Requirement
Only an exact copy of the records, from the line with "find overcast sky" through the last line, is wanted.

Natural language region descriptions
■ ■ ■ ■

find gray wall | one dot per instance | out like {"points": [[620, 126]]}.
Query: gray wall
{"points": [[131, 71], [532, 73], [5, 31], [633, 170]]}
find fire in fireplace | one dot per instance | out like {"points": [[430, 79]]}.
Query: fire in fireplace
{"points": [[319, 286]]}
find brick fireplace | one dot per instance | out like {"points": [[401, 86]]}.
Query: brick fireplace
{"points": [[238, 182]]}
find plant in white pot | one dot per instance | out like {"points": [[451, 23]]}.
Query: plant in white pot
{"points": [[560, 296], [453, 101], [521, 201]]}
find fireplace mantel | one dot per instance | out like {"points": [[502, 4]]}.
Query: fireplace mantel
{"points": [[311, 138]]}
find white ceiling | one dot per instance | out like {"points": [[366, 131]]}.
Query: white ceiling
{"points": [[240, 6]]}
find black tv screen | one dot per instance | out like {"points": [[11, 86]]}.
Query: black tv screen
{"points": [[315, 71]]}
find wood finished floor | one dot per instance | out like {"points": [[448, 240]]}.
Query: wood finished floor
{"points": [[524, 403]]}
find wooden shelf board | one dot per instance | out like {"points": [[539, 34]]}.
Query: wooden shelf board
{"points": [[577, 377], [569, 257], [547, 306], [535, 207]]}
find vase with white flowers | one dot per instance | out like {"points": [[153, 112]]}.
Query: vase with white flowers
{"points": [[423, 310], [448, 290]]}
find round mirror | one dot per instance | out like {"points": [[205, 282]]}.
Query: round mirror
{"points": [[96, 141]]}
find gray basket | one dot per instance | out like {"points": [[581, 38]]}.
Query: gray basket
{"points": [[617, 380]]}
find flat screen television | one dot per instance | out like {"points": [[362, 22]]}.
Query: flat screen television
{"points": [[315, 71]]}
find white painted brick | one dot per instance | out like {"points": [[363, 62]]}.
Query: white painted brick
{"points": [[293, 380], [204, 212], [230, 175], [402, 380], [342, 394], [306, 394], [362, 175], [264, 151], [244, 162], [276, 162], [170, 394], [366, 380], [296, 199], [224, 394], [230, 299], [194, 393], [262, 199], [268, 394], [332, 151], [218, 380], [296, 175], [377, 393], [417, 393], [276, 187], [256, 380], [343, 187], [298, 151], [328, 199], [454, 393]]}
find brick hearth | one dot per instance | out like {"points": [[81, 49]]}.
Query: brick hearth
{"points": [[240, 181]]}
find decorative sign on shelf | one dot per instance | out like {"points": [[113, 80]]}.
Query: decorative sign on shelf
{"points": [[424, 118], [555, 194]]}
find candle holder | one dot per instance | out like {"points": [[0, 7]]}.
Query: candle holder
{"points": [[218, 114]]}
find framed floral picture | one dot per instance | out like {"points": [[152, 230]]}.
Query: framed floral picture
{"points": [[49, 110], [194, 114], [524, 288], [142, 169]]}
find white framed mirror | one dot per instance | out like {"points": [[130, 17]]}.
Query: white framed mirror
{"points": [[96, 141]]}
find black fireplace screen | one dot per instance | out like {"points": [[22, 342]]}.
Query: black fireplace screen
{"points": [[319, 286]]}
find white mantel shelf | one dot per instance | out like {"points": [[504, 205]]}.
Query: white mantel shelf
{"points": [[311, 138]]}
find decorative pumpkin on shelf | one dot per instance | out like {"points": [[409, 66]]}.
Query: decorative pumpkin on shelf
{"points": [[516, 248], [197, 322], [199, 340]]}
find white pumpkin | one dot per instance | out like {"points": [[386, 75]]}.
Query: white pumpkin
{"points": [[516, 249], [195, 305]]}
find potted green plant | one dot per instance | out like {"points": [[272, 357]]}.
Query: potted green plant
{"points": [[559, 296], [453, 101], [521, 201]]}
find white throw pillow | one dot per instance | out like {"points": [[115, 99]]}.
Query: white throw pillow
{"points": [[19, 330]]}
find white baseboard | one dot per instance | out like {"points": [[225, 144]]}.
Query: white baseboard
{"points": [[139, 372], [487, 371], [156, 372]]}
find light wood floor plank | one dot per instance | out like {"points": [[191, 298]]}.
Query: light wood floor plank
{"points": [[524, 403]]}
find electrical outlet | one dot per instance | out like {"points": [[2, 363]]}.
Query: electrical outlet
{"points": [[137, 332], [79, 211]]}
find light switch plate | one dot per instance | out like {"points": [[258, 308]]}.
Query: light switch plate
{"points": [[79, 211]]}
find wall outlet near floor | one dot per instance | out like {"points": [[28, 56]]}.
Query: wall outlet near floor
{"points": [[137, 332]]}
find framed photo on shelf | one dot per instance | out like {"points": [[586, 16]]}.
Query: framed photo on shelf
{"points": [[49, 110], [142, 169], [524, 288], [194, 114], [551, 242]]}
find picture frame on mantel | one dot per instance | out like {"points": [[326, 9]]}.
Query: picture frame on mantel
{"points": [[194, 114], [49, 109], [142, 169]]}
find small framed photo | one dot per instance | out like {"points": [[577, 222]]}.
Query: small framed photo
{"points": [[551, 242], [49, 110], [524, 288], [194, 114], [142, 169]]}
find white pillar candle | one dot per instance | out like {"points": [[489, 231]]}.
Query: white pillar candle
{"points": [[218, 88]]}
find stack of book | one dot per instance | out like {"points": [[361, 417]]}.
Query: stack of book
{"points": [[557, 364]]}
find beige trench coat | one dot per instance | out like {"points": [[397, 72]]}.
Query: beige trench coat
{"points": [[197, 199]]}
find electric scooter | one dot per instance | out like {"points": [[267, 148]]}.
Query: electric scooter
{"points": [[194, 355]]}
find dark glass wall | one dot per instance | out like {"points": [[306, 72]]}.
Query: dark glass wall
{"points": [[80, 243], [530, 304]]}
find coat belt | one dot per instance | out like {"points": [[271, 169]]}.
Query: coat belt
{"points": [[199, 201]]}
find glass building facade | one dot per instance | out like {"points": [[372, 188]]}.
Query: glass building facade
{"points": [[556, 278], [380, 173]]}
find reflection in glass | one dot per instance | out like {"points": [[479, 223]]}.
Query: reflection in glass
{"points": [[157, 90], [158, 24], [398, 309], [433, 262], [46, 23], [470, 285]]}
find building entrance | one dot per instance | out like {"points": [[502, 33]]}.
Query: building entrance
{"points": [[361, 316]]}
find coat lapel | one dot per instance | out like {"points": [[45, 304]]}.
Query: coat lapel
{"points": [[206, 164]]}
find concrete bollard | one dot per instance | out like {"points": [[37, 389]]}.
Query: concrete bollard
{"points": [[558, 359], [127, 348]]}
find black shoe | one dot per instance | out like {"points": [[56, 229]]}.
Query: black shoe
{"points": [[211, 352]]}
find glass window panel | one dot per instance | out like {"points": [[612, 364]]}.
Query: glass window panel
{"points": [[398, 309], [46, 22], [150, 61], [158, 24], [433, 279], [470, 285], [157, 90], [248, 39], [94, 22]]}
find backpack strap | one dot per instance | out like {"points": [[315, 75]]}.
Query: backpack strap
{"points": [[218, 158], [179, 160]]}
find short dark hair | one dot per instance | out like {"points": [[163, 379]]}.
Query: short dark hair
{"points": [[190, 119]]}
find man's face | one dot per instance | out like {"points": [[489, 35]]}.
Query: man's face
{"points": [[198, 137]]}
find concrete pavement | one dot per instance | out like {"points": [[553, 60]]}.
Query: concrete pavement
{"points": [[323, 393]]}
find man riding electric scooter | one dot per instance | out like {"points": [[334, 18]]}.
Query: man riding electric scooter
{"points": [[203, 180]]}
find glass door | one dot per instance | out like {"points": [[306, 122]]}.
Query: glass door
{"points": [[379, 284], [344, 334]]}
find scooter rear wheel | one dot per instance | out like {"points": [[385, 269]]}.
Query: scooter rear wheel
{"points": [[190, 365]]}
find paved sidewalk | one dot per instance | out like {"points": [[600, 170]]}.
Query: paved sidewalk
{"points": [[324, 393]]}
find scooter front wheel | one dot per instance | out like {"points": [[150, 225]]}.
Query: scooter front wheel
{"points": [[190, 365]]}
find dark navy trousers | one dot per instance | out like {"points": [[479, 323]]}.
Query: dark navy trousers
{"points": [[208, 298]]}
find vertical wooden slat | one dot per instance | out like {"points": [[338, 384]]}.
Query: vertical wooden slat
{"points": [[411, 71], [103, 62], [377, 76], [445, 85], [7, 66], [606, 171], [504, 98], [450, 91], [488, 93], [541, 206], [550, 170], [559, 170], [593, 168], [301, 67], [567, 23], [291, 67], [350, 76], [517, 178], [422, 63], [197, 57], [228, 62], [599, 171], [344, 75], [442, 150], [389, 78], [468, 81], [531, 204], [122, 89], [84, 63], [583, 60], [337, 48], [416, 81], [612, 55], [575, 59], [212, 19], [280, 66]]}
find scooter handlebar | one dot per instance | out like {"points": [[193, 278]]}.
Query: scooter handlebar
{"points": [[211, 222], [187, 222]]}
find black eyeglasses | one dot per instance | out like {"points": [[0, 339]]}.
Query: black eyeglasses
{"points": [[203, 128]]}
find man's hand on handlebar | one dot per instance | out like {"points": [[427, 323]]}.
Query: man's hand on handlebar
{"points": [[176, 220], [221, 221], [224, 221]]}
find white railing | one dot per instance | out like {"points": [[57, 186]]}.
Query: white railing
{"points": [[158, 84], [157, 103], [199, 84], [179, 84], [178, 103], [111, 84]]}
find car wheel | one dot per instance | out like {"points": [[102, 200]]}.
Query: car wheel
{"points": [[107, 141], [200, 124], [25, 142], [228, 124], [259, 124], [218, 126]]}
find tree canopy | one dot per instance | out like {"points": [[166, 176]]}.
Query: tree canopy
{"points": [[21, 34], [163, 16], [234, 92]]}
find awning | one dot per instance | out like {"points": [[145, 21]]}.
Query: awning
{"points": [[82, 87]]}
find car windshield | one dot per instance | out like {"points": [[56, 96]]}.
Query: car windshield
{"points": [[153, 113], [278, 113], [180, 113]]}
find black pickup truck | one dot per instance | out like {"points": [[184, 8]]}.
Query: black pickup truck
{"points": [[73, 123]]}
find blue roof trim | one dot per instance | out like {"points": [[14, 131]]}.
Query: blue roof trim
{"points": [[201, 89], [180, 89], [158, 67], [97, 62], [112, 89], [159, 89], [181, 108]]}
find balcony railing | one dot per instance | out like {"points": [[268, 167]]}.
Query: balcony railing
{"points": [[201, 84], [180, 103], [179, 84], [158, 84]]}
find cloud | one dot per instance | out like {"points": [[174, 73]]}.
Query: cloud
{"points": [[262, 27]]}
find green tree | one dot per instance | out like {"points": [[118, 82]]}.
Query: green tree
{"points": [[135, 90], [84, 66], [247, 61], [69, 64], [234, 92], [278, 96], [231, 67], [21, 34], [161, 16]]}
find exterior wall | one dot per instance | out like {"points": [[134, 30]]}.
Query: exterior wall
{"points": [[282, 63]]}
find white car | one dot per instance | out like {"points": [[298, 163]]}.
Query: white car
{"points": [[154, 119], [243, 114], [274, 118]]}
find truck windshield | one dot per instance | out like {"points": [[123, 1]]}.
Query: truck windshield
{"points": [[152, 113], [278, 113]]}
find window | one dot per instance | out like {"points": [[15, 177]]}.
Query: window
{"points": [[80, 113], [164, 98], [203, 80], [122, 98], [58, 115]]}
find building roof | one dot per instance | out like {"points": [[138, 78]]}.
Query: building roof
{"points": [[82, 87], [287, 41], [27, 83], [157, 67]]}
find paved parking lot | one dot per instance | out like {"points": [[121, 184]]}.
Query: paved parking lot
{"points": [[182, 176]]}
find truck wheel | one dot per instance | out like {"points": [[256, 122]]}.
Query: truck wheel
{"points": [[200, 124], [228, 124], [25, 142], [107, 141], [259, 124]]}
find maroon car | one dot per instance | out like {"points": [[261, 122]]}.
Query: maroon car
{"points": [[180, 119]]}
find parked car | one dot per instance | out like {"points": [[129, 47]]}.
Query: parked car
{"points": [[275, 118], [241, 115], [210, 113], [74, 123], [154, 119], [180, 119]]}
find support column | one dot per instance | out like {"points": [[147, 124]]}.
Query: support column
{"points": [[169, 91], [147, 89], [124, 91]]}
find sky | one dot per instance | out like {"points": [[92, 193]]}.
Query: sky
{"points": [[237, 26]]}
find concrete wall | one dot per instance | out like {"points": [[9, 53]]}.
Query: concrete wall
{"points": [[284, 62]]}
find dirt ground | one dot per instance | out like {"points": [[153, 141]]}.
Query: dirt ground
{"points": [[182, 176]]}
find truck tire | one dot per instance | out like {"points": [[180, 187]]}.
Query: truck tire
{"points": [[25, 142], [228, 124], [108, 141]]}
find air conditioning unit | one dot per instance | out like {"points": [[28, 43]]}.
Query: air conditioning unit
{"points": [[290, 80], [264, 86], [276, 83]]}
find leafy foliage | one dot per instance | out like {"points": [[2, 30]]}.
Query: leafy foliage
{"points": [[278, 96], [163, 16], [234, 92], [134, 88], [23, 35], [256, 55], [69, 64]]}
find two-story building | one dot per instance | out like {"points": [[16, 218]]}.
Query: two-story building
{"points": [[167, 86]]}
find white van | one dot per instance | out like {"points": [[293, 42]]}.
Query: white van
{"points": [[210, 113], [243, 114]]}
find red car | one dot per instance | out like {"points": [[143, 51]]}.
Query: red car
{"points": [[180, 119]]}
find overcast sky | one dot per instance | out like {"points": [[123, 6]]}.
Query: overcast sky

■ ■ ■ ■

Answer below
find overcast sky | one dot per instance | out like {"points": [[123, 6]]}.
Query: overcast sky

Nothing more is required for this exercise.